SUPPLIED PASSAGE:
When the researchers introduced an intruder mouse to a resident mouse that lacked the genes for oxytocin or the estrogen receptors, the scientists did not observe habituation -- the resident mouse's investigation of the intruder did not decrease as a normal test mouse's would after repeated introductions of the intruder.
"The gene 'knockout' resident mice acted as if the same mouse was always new," says Choleris. "They showed the same level of investigation as if it were a new mouse every time."
The researchers hypothesize that a basal forebrain system brings together estrogen-responsive neurons and oxytocin-producing neurons to regulate and modulate social recognition. For mice, this function begins in the nose. Animals detect chemical cues though the main olfactory system, which processes odors, and the accessory, or vomeronasal, olfactory system, which identifies pheromones. Nerve cells from both systems project from the nose's epithelium lining back to the amygdala, the almond-shaped brain region that houses the body's center for emotions, including fear and anxiety.
While the amygdala is processing information from the nose, another brain region, the hypothalamus, is busy producing oxytocin, which is transported to the amygdala where it binds to oxytocin receptors. At the same time, the ovaries are producing estrogen, which enters the blood stream and binds to estrogen receptor alpha in the amygdala and estrogen receptor beta in the hypothalamus.
"It was previously known that estrogen affects oxytocin production, and now we think that estrogen affects oxytocin synthesis and release through estrogen receptor beta," says Choleris. "And we know that estrogen receptor alpha is present in the amygdala and it is necessary for induction of the gene for the oxytocin receptor.
"So, here we have all four genes coming into play. If you interrupt this micronet at any of these levels, you can predict what we see in terms of impairment of social recognition." For example, Choleris says, if the induction of the oxytocin receptor is blocked, oxytocin will not be able to regulate social recognition.

MATERIAL PROVIDED:
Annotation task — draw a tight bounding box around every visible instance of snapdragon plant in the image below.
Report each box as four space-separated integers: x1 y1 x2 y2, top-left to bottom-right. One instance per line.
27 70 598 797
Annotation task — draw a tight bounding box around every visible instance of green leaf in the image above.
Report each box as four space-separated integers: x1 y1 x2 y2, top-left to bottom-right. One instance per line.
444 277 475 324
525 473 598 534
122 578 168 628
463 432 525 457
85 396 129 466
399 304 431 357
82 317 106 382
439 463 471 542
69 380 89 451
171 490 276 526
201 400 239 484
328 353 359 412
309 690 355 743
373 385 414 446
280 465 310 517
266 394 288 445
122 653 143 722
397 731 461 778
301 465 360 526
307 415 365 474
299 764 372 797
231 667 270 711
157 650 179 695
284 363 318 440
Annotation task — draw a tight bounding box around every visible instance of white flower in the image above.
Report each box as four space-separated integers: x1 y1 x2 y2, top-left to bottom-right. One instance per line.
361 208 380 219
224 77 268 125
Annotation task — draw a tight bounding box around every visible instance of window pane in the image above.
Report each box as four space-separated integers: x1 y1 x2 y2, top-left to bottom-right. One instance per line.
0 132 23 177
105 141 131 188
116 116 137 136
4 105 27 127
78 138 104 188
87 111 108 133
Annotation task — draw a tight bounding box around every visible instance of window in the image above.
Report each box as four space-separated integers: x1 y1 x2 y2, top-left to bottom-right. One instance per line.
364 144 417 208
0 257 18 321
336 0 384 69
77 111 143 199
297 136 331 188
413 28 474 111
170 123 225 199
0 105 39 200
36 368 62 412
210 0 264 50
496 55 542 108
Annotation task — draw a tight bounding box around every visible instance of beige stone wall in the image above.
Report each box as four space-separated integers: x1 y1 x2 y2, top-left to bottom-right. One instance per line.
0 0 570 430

DIRECTIONS FOR THIS TASK: Can you quote the stretch of the passage on social recognition in mice from "While the amygdala" through "in the hypothalamus."? The items come from a different source than the passage on social recognition in mice.

SOLUTION TO THE PROBLEM:
While the amygdala is processing information from the nose, another brain region, the hypothalamus, is busy producing oxytocin, which is transported to the amygdala where it binds to oxytocin receptors. At the same time, the ovaries are producing estrogen, which enters the blood stream and binds to estrogen receptor alpha in the amygdala and estrogen receptor beta in the hypothalamus.